### Goal 1
According to the article on British heavyweight boxing, how old is Kubrat Pulev?

### Supplied text

::::::::::

The British heavyweight scene is thriving once again, with Tyson Fury and Anthony Joshua sharing the haul of recognised belts.
Talks of a possible undisputed fight are currently on hold; for now, Britain’s big six have work to do.
It’ll be raining pay-per-views over the next couple of months in the United Kingdom, but which heavyweight fight ticks the most boxes?
(NB: ranking these turned out harder than I thought!)
5) Anthony Joshua vs Kubrat Pulev (June 20, London)
It’s Joshua’s IBF mandatory, so I guess we can’t moan too much about this match-up. Pulev is widely regarded as a top ten heavyweight, and with their previous world title fight postponed there is enough history and narrative for this to sell well enough in the UK.
If it wasn’t Pulev next, then who else? Joshua’s resume gets a lot of stick, but with Fury and Wilder tied up and – arguably – only Ortiz and Usyk left in the top ten who he hasn’t already faced, Pulev works as a perfect “homecoming” opportunity for AJ.
Pulev’s tough, a little ploddy and won’t offer the speed on the inside that Joshua had kittens with against Ruiz Jr. At 6’ 4” he can’t be considered in the bracket of “smaller heavyweights” that Joshua has looked a little suspect against.
Now 38, Pulev has looked pretty ordinary over the last couple of years. This works as more of an “event” than a genuine chance we are going to see a Fight of the Year contender. At least it gives Tottenham fans a chance to see a championship won in their home stadium.
4) Dillian Whyte vs Alexander Povetkin (May 2, Manchester)
It looks like we’ve got ourselves another BT Sport/Sky Sports clash here, with Taylor–Khongsong going the same night.
Whyte looked terrible in Saudi at the end of last year coming in overweight after a controversy-filled 2019, with Povetkin proving the opposite as he battled to an entertaining draw with Hunter.
Povetkin looks like he’s still got plenty left in the tank, He’s fit, durable and will give Whyte a run for his money in the early stages making this an interesting, yet unspectacular match-up.
A win for either legitimately secures them a top-five standing, so there’s a lot to lose in both camps.
Whyte is now a pay-per-view fighter in the UK, and despite the reservations over this decision, his headline fights with Parker, Chisora and Rivas have proved worthy.
If both guys come in good shape willing to trade, throwing their trademark left hooks, there could be fireworks.

::::::::::

### Dataset excerpts
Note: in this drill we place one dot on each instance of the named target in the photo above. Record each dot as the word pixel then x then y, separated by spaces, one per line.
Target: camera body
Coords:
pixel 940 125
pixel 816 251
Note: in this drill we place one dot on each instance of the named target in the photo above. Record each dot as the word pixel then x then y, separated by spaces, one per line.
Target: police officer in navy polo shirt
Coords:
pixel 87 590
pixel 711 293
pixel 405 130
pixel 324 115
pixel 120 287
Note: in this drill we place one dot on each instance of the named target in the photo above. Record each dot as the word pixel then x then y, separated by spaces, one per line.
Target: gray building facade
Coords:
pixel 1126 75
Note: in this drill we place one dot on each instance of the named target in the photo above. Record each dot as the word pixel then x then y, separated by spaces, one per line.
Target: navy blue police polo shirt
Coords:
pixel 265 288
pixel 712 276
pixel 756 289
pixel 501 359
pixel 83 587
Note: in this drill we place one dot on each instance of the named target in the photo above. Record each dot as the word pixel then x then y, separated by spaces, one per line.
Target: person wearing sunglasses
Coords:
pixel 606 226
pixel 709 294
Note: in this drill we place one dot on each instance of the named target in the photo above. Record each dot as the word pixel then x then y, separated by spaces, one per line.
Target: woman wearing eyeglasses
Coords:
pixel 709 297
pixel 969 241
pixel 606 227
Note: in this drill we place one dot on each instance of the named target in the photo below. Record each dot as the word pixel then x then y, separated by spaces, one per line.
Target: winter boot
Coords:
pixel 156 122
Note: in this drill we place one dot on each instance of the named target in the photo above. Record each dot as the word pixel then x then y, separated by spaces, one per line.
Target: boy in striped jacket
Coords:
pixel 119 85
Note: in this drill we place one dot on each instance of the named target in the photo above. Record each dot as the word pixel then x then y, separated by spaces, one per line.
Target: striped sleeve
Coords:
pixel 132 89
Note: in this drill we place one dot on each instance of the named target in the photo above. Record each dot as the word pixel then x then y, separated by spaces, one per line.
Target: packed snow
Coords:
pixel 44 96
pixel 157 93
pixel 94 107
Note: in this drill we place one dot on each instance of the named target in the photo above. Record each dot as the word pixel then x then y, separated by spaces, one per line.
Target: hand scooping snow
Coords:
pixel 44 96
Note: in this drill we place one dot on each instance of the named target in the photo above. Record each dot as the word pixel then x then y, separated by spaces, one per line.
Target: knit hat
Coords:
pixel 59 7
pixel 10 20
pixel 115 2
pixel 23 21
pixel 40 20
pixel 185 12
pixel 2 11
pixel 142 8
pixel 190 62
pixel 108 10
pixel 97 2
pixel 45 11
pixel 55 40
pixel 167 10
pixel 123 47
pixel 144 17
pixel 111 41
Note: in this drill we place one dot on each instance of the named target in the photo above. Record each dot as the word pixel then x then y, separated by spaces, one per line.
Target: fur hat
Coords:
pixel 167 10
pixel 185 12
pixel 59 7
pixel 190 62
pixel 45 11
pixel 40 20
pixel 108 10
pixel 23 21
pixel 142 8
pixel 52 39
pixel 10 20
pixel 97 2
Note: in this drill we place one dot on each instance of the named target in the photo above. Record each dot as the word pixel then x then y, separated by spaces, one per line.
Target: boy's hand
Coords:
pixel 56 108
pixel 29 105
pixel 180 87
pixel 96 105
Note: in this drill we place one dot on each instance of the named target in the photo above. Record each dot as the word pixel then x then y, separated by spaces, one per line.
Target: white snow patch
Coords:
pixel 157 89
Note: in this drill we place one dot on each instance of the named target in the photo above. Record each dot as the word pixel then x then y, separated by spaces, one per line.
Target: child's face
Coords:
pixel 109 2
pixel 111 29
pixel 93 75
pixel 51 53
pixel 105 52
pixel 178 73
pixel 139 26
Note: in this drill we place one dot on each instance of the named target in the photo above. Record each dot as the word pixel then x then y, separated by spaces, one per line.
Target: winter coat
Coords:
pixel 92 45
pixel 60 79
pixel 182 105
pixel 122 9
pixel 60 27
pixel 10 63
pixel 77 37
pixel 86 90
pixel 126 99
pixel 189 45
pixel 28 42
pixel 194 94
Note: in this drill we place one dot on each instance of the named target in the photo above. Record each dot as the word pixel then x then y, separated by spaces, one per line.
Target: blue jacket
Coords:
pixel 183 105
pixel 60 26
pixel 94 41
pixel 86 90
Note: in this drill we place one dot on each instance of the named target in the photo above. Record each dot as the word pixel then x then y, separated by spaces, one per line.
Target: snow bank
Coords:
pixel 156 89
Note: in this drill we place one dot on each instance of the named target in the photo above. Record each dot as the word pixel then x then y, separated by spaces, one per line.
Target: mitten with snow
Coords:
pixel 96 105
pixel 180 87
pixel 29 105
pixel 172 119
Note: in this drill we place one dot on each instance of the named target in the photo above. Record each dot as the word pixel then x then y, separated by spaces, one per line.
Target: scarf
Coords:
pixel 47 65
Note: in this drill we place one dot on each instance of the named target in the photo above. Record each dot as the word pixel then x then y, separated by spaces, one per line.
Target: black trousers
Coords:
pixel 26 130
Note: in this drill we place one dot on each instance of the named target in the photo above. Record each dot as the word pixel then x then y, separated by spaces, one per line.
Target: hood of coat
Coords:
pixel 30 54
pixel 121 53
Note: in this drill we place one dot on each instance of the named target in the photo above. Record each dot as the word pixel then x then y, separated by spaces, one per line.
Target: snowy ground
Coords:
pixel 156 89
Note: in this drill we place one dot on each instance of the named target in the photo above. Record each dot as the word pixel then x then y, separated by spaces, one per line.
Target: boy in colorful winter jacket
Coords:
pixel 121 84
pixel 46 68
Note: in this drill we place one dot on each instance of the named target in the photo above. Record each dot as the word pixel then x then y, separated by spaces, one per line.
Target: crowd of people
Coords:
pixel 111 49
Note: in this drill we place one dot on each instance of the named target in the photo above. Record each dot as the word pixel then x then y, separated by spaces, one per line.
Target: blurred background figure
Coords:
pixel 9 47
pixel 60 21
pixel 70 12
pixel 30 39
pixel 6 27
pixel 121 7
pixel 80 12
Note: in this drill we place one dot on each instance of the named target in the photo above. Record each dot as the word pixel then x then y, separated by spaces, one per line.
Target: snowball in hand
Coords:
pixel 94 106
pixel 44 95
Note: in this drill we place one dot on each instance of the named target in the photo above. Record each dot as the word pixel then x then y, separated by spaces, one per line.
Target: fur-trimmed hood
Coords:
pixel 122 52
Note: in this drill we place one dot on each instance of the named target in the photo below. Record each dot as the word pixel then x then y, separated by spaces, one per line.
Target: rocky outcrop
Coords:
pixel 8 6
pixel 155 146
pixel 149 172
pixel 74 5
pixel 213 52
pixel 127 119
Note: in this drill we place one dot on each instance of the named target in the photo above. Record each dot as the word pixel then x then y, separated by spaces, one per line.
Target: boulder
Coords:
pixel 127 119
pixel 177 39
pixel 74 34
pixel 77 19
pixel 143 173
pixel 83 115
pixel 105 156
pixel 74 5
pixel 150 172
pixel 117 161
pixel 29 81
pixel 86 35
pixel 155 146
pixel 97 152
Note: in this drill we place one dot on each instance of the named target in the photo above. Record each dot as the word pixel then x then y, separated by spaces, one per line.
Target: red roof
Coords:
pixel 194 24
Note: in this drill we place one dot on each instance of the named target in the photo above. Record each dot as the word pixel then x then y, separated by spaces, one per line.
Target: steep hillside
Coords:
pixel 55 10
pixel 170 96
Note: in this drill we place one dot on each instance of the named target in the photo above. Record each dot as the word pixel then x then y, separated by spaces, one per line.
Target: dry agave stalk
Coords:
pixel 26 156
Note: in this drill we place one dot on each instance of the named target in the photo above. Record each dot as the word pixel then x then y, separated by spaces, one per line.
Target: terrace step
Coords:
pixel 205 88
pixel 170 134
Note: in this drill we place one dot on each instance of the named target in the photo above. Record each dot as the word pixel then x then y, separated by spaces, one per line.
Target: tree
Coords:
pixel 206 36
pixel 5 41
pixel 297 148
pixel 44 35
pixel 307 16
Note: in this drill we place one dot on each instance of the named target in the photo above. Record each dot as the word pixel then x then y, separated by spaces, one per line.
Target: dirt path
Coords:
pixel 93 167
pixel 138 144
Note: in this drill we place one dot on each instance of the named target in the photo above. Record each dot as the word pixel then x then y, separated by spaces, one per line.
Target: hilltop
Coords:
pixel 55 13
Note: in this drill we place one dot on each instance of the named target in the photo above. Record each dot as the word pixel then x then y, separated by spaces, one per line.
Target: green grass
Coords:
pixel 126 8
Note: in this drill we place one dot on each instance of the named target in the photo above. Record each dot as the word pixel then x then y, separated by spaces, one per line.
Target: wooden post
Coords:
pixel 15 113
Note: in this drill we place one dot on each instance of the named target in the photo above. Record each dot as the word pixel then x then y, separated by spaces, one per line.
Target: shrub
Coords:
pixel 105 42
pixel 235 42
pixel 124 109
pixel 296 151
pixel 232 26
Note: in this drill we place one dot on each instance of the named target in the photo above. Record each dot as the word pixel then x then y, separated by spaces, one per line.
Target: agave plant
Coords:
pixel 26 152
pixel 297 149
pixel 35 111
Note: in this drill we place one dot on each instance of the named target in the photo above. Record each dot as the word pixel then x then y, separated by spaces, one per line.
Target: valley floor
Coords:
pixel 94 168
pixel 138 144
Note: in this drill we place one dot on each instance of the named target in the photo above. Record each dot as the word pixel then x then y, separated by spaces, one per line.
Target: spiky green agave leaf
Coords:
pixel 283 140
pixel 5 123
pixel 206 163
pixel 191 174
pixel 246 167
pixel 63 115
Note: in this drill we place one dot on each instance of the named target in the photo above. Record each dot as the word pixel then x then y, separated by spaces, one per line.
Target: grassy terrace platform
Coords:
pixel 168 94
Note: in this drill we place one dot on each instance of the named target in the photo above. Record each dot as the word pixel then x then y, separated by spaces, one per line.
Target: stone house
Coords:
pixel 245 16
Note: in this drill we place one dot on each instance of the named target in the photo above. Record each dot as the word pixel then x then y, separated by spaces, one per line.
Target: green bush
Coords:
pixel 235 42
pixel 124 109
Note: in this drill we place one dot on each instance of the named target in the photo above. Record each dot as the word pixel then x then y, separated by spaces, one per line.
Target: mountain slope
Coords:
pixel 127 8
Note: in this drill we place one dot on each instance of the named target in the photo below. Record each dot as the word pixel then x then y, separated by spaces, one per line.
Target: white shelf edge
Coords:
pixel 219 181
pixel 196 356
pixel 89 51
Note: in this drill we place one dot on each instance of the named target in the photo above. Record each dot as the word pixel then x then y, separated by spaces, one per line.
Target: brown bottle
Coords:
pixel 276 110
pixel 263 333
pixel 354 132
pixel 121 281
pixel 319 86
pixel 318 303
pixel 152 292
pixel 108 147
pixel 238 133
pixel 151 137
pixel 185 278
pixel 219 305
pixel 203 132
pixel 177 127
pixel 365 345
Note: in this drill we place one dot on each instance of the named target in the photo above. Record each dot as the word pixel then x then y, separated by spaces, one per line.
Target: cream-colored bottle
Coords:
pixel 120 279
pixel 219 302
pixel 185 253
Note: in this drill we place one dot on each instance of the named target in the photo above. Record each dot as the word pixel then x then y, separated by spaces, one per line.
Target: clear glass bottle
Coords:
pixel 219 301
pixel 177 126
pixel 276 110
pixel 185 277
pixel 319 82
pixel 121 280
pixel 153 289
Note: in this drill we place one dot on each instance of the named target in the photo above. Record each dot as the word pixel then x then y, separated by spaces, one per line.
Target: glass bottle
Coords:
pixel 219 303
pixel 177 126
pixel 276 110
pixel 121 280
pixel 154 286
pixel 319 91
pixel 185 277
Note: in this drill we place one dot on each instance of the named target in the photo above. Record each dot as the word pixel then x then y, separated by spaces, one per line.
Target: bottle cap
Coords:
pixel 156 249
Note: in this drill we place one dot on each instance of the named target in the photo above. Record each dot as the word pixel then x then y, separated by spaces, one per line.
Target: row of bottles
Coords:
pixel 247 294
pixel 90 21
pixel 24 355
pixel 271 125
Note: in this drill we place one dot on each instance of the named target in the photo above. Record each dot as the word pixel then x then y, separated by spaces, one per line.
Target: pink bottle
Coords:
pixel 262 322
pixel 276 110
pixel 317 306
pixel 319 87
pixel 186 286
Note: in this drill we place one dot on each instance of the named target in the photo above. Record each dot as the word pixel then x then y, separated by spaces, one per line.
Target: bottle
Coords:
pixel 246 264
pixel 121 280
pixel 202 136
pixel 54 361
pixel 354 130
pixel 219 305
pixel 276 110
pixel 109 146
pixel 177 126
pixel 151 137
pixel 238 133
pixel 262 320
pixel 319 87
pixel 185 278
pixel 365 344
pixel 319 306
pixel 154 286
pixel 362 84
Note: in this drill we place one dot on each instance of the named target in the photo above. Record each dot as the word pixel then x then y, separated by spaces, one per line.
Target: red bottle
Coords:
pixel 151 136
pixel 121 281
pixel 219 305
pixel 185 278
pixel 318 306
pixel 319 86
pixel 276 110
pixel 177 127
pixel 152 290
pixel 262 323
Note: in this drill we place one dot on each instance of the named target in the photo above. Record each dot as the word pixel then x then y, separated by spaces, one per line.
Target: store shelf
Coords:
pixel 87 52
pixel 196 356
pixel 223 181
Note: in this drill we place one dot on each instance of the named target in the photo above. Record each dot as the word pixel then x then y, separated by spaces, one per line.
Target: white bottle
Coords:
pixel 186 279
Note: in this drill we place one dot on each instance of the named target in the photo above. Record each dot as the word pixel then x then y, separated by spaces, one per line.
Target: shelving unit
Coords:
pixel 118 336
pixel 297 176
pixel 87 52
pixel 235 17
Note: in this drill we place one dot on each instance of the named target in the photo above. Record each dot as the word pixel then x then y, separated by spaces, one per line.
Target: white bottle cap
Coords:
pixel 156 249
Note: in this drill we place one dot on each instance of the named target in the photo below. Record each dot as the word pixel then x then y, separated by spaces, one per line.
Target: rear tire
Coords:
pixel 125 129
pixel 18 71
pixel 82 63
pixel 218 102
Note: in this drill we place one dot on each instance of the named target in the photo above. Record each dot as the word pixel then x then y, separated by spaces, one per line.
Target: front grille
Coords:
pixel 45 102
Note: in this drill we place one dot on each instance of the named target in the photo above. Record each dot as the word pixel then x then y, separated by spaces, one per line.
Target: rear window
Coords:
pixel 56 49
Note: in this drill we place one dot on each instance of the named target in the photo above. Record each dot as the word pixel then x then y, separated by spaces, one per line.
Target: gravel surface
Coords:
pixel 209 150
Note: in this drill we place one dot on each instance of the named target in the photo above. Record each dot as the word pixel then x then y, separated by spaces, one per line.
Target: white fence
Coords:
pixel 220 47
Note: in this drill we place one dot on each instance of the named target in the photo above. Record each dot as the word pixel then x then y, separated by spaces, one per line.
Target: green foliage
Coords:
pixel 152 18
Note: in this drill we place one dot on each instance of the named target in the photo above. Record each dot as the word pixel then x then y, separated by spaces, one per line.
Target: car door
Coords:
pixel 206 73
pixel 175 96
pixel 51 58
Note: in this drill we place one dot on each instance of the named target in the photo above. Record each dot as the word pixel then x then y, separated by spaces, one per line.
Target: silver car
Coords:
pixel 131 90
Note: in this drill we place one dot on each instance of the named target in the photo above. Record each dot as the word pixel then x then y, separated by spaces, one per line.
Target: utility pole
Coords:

::::::::::

### Goal 2
Report every line of the records above that contains the word "jacket".

### Worked answer 1
38

### Worked answer 2
Target: boy in striped jacket
Target: blue jacket
Target: boy in colorful winter jacket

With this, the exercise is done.